:: Given entries ::

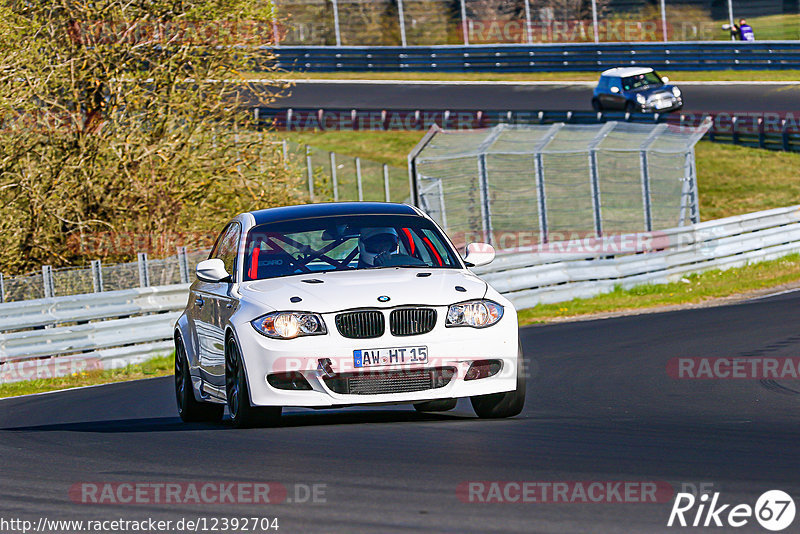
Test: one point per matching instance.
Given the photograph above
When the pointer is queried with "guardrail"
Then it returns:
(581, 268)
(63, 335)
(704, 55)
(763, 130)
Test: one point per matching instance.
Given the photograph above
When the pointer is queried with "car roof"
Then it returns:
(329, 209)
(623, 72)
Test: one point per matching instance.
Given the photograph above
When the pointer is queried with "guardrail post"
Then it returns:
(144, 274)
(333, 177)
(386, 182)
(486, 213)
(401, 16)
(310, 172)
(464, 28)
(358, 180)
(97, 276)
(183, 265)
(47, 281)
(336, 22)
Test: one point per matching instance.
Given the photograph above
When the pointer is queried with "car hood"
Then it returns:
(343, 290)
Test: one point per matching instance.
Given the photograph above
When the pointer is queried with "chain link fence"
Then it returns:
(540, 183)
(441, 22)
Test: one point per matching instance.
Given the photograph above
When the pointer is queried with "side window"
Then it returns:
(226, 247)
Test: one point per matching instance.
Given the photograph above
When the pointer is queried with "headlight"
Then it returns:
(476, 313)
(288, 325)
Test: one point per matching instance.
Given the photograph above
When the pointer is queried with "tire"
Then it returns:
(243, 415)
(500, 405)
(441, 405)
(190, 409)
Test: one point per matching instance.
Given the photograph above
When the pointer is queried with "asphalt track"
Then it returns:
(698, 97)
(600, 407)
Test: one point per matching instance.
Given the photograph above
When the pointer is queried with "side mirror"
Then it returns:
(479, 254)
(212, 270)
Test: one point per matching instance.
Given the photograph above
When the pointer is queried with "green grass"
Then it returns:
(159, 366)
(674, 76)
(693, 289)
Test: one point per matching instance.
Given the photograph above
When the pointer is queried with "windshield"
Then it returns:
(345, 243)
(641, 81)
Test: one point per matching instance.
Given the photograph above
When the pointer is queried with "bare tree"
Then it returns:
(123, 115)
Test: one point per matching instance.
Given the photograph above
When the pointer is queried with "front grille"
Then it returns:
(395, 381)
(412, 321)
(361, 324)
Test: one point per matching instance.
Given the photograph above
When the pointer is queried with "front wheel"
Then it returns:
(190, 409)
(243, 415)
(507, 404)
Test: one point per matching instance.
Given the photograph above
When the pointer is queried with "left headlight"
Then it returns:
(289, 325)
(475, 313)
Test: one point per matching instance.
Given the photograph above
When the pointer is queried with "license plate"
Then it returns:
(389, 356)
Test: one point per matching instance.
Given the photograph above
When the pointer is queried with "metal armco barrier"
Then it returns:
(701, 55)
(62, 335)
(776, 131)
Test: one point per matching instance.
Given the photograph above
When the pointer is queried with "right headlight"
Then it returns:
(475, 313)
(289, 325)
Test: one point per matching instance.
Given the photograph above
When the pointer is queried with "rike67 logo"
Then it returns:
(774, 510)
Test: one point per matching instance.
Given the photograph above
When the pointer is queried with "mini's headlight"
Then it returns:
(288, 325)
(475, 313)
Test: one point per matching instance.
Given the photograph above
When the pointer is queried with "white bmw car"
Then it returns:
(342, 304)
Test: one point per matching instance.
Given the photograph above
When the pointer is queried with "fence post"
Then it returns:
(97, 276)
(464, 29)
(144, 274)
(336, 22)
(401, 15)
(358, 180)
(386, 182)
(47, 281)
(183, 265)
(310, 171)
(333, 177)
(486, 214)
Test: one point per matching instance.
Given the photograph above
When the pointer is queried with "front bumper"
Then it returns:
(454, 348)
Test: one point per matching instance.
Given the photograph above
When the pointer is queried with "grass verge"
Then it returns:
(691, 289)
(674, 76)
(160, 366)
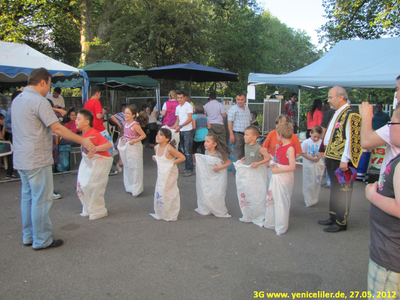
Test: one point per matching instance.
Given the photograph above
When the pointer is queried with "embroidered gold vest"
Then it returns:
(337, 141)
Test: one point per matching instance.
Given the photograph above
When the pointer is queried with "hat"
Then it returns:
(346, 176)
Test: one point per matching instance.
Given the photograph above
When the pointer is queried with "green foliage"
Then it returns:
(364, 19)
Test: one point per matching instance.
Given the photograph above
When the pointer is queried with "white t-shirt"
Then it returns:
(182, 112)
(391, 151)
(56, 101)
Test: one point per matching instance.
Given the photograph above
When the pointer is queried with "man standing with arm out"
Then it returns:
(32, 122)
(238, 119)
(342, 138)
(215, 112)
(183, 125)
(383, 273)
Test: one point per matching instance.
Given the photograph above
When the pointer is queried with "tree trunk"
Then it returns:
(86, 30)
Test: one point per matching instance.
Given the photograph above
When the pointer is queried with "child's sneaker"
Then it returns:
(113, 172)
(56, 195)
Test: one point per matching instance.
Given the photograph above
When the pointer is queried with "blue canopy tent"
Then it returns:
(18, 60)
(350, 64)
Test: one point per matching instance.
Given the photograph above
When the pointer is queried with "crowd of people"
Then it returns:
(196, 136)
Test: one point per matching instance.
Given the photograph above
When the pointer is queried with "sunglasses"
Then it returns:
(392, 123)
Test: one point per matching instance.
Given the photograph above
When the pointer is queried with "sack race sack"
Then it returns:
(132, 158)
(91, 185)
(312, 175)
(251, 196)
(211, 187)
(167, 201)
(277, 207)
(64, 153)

:::

## Exercise task:
State how many of the lines above contain the string "white", with case counting, and give only the number.

## Output:
2